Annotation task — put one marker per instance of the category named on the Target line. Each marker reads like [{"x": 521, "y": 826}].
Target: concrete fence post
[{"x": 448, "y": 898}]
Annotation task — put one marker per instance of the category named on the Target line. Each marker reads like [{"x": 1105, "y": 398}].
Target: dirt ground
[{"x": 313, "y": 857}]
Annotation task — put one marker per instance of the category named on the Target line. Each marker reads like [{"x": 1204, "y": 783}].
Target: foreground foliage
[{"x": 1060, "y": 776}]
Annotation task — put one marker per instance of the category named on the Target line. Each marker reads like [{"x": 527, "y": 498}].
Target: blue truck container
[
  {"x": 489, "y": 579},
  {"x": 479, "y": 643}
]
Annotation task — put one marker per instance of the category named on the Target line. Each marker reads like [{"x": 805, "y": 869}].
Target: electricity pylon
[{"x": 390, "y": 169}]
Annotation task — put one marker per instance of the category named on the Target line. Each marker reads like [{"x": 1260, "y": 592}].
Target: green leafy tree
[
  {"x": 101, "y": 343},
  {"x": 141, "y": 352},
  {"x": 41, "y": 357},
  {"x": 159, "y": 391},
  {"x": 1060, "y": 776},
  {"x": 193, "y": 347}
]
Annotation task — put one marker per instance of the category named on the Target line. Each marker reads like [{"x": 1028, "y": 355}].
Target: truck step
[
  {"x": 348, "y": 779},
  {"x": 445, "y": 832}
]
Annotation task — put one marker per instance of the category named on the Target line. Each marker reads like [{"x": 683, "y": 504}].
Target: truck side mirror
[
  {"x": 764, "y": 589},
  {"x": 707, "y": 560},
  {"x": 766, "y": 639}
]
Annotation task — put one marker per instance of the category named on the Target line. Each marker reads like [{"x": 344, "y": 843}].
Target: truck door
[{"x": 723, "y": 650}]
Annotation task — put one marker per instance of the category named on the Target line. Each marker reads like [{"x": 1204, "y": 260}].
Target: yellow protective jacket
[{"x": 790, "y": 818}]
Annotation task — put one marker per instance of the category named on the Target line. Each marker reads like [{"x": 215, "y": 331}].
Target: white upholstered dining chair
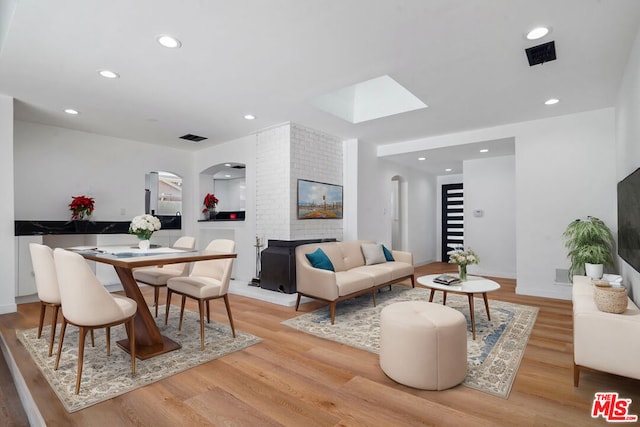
[
  {"x": 44, "y": 270},
  {"x": 157, "y": 276},
  {"x": 208, "y": 280},
  {"x": 88, "y": 305}
]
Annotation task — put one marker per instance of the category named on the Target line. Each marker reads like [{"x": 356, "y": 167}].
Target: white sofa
[
  {"x": 603, "y": 341},
  {"x": 352, "y": 276}
]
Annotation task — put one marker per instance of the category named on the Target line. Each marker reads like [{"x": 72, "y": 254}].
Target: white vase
[{"x": 593, "y": 270}]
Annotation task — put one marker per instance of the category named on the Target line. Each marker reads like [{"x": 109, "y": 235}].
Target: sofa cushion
[
  {"x": 398, "y": 269},
  {"x": 351, "y": 281},
  {"x": 352, "y": 254},
  {"x": 373, "y": 253},
  {"x": 319, "y": 259},
  {"x": 387, "y": 253},
  {"x": 334, "y": 253},
  {"x": 378, "y": 273}
]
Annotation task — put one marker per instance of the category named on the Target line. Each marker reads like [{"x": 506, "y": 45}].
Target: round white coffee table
[{"x": 473, "y": 285}]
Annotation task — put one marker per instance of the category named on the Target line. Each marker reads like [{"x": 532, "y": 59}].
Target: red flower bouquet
[
  {"x": 81, "y": 206},
  {"x": 210, "y": 202}
]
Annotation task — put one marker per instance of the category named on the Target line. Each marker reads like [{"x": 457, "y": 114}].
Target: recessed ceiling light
[
  {"x": 169, "y": 41},
  {"x": 537, "y": 33},
  {"x": 108, "y": 74}
]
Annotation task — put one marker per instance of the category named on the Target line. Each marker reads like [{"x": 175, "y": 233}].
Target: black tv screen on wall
[{"x": 629, "y": 219}]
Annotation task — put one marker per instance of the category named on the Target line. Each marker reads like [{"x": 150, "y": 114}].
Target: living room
[{"x": 563, "y": 167}]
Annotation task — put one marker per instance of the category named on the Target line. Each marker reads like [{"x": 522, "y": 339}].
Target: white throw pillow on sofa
[{"x": 373, "y": 253}]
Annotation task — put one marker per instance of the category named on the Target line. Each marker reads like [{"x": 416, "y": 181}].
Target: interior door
[{"x": 452, "y": 218}]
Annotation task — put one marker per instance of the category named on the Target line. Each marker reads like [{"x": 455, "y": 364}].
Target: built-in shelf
[{"x": 226, "y": 216}]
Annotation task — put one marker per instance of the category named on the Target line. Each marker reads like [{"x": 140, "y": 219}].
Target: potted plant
[
  {"x": 210, "y": 202},
  {"x": 590, "y": 243},
  {"x": 81, "y": 206}
]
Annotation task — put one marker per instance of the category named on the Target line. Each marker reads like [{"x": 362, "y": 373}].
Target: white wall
[
  {"x": 242, "y": 150},
  {"x": 418, "y": 204},
  {"x": 489, "y": 186},
  {"x": 628, "y": 143},
  {"x": 565, "y": 169},
  {"x": 53, "y": 164},
  {"x": 7, "y": 239},
  {"x": 231, "y": 194}
]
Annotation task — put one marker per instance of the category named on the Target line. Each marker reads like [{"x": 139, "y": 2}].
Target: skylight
[{"x": 369, "y": 100}]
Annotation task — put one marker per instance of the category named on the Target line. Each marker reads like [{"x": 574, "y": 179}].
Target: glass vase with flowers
[
  {"x": 463, "y": 257},
  {"x": 144, "y": 226}
]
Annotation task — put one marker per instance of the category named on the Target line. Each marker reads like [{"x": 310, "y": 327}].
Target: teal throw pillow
[
  {"x": 319, "y": 259},
  {"x": 387, "y": 253}
]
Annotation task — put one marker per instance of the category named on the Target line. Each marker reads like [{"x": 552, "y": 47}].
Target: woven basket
[{"x": 610, "y": 299}]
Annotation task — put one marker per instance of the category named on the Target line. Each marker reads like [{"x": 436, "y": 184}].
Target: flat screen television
[{"x": 629, "y": 219}]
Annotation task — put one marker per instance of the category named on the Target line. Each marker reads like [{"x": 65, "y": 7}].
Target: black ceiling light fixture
[
  {"x": 193, "y": 138},
  {"x": 542, "y": 53}
]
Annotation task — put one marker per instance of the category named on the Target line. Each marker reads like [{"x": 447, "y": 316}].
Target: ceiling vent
[
  {"x": 193, "y": 138},
  {"x": 542, "y": 53}
]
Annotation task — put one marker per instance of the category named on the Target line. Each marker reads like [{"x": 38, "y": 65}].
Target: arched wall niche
[{"x": 228, "y": 182}]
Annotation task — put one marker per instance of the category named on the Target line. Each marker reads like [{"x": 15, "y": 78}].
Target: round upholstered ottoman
[{"x": 423, "y": 345}]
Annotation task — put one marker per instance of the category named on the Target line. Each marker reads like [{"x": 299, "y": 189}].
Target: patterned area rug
[
  {"x": 105, "y": 378},
  {"x": 493, "y": 358}
]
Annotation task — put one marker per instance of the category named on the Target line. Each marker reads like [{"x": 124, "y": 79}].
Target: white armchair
[
  {"x": 88, "y": 305},
  {"x": 44, "y": 269},
  {"x": 208, "y": 280},
  {"x": 157, "y": 276}
]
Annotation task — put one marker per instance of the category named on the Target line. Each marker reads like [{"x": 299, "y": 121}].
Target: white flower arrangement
[
  {"x": 143, "y": 226},
  {"x": 463, "y": 257}
]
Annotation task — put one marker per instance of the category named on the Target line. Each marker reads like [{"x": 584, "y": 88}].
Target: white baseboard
[{"x": 29, "y": 405}]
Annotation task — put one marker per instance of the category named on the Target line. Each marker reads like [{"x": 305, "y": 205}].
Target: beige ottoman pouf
[{"x": 423, "y": 344}]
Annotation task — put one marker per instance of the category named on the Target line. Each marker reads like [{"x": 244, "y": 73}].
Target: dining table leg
[{"x": 149, "y": 341}]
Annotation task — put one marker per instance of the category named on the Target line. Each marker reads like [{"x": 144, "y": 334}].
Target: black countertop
[{"x": 35, "y": 227}]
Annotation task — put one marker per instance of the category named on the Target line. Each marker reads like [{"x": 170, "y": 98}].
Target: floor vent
[
  {"x": 542, "y": 53},
  {"x": 193, "y": 138},
  {"x": 562, "y": 276}
]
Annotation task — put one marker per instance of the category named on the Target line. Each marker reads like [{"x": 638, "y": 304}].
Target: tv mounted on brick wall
[
  {"x": 629, "y": 219},
  {"x": 319, "y": 200}
]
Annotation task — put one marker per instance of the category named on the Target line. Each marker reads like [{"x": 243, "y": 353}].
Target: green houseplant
[{"x": 589, "y": 241}]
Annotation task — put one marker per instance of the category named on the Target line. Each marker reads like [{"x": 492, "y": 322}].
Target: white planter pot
[{"x": 593, "y": 270}]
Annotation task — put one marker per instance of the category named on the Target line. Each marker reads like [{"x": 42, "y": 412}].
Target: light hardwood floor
[{"x": 295, "y": 379}]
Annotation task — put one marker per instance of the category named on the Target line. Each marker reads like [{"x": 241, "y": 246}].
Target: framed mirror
[{"x": 163, "y": 193}]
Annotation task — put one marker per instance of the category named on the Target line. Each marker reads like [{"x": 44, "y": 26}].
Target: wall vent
[
  {"x": 542, "y": 53},
  {"x": 193, "y": 138}
]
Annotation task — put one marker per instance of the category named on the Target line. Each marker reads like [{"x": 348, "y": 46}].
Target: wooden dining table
[{"x": 148, "y": 339}]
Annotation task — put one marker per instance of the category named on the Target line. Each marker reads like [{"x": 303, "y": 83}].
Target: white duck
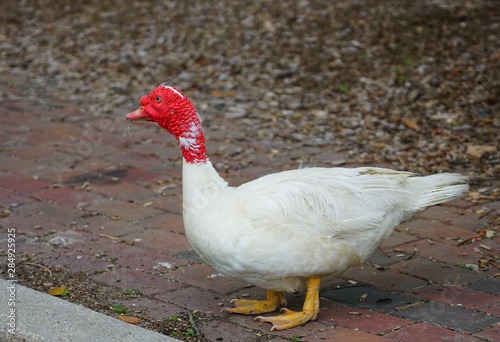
[{"x": 287, "y": 231}]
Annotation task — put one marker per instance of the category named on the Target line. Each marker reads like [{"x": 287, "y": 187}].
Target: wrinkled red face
[{"x": 167, "y": 106}]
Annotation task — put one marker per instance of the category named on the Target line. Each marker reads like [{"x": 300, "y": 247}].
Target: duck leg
[
  {"x": 251, "y": 307},
  {"x": 289, "y": 318}
]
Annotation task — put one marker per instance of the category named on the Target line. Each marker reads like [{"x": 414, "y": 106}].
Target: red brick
[
  {"x": 441, "y": 251},
  {"x": 206, "y": 277},
  {"x": 494, "y": 310},
  {"x": 9, "y": 199},
  {"x": 34, "y": 152},
  {"x": 101, "y": 224},
  {"x": 396, "y": 239},
  {"x": 221, "y": 331},
  {"x": 491, "y": 334},
  {"x": 68, "y": 196},
  {"x": 140, "y": 160},
  {"x": 171, "y": 203},
  {"x": 128, "y": 279},
  {"x": 386, "y": 279},
  {"x": 41, "y": 138},
  {"x": 22, "y": 183},
  {"x": 84, "y": 242},
  {"x": 72, "y": 261},
  {"x": 458, "y": 202},
  {"x": 50, "y": 211},
  {"x": 168, "y": 221},
  {"x": 160, "y": 240},
  {"x": 59, "y": 172},
  {"x": 141, "y": 176},
  {"x": 124, "y": 210},
  {"x": 15, "y": 164},
  {"x": 363, "y": 320},
  {"x": 124, "y": 191},
  {"x": 339, "y": 334},
  {"x": 436, "y": 230},
  {"x": 30, "y": 225},
  {"x": 425, "y": 332},
  {"x": 494, "y": 244},
  {"x": 457, "y": 296},
  {"x": 436, "y": 271},
  {"x": 145, "y": 259},
  {"x": 192, "y": 298},
  {"x": 151, "y": 308}
]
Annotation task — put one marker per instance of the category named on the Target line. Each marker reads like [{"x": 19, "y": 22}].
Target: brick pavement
[{"x": 80, "y": 190}]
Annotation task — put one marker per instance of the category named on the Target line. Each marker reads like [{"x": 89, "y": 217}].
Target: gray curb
[{"x": 42, "y": 317}]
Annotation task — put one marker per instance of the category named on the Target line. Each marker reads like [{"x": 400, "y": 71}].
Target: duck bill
[{"x": 138, "y": 115}]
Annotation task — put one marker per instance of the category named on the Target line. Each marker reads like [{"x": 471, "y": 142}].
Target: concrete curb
[{"x": 42, "y": 317}]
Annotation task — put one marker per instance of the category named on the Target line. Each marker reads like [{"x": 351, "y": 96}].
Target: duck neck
[{"x": 192, "y": 142}]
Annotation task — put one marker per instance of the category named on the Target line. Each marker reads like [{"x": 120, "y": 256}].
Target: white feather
[{"x": 278, "y": 230}]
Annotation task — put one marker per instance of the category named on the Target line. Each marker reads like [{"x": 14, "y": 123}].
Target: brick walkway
[{"x": 80, "y": 190}]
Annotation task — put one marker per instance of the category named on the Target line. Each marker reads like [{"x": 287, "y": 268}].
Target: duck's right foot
[{"x": 274, "y": 301}]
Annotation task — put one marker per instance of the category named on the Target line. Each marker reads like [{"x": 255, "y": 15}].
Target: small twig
[
  {"x": 193, "y": 325},
  {"x": 33, "y": 264},
  {"x": 484, "y": 214},
  {"x": 386, "y": 254},
  {"x": 471, "y": 238},
  {"x": 109, "y": 237}
]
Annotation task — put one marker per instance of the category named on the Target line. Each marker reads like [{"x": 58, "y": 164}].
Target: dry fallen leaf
[
  {"x": 412, "y": 125},
  {"x": 478, "y": 151},
  {"x": 129, "y": 319},
  {"x": 59, "y": 291}
]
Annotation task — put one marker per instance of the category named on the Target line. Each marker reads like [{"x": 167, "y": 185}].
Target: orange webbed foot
[
  {"x": 289, "y": 319},
  {"x": 253, "y": 307}
]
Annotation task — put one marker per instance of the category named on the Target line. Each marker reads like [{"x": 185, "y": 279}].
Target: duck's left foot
[{"x": 288, "y": 319}]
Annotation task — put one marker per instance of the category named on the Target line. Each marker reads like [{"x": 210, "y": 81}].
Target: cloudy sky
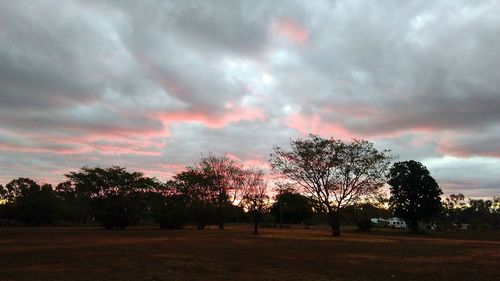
[{"x": 150, "y": 86}]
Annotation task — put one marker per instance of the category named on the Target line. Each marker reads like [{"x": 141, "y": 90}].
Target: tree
[
  {"x": 202, "y": 200},
  {"x": 333, "y": 173},
  {"x": 291, "y": 207},
  {"x": 415, "y": 195},
  {"x": 255, "y": 195},
  {"x": 225, "y": 178},
  {"x": 109, "y": 194},
  {"x": 30, "y": 203}
]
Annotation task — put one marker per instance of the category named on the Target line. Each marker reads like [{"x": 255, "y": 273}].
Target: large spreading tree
[
  {"x": 415, "y": 195},
  {"x": 333, "y": 173}
]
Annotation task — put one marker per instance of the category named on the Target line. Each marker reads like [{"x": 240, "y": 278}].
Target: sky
[{"x": 152, "y": 85}]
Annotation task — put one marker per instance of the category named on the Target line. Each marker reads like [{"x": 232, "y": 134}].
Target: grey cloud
[{"x": 416, "y": 76}]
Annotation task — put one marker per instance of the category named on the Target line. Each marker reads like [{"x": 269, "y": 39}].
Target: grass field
[{"x": 235, "y": 254}]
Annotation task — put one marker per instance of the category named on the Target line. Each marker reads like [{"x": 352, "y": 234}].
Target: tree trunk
[
  {"x": 334, "y": 222},
  {"x": 414, "y": 225},
  {"x": 255, "y": 222}
]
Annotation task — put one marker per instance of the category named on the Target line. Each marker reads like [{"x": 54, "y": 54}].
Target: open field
[{"x": 235, "y": 254}]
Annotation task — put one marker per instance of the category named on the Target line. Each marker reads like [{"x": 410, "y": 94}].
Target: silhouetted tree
[
  {"x": 334, "y": 173},
  {"x": 453, "y": 207},
  {"x": 291, "y": 207},
  {"x": 109, "y": 193},
  {"x": 255, "y": 196},
  {"x": 202, "y": 200},
  {"x": 30, "y": 203},
  {"x": 226, "y": 178},
  {"x": 415, "y": 195}
]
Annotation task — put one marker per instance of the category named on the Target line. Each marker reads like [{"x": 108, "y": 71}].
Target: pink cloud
[
  {"x": 234, "y": 114},
  {"x": 313, "y": 124}
]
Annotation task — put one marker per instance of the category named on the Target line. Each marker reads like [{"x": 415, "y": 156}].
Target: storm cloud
[{"x": 151, "y": 85}]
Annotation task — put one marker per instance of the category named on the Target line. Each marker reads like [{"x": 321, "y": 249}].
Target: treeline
[
  {"x": 214, "y": 191},
  {"x": 317, "y": 181}
]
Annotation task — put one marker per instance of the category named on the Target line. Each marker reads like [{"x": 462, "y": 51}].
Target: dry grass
[{"x": 236, "y": 254}]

WORK INSTRUCTIONS:
Please tally the lines in the rows above that contain the string "wall". Case counts. Reply with the number alone.

IN RESPONSE:
5